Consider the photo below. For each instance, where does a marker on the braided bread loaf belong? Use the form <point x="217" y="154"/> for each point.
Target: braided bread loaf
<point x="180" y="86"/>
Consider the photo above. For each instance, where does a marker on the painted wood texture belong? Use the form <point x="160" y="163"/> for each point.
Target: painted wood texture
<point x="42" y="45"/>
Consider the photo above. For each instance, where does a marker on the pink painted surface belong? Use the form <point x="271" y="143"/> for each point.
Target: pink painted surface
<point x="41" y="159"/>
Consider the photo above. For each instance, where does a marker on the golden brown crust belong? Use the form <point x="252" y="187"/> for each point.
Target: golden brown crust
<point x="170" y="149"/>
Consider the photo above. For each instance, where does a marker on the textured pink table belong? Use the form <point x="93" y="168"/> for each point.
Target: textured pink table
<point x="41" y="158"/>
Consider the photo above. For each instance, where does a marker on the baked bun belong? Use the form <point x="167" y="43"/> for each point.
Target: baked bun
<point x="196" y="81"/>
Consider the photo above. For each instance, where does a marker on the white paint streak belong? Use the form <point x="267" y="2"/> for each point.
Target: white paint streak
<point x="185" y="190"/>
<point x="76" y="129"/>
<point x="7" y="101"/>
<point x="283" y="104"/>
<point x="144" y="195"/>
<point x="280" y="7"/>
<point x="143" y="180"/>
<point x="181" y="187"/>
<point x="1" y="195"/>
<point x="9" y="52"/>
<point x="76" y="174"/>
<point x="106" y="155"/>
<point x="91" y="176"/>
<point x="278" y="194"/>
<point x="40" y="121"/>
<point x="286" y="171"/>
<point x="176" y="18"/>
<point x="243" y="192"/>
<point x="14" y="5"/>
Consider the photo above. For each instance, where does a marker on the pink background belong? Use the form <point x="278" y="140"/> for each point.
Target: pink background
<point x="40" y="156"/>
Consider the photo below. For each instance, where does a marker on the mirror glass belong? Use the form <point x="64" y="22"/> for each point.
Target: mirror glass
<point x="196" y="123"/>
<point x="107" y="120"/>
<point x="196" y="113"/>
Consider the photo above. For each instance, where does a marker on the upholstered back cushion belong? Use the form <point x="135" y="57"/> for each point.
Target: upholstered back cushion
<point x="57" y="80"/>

____

_About this exercise_.
The lines you need run from the one containing "the pink background" to the end of the listing. Output exactly those, both ends included.

_Response box_.
Consider the photo above. For each instance, where does a marker on the pink background belong? Use the form <point x="278" y="140"/> for each point.
Target: pink background
<point x="40" y="156"/>
Consider the photo below. For each instance, where does a marker on the mirror glass belong? Use the form <point x="64" y="22"/> for each point.
Target: mirror glass
<point x="196" y="123"/>
<point x="107" y="120"/>
<point x="196" y="113"/>
Consider the photo above. For each instance, where does a marker on the upholstered back cushion belong? Use the form <point x="135" y="57"/> for each point.
Target: upholstered back cushion
<point x="57" y="80"/>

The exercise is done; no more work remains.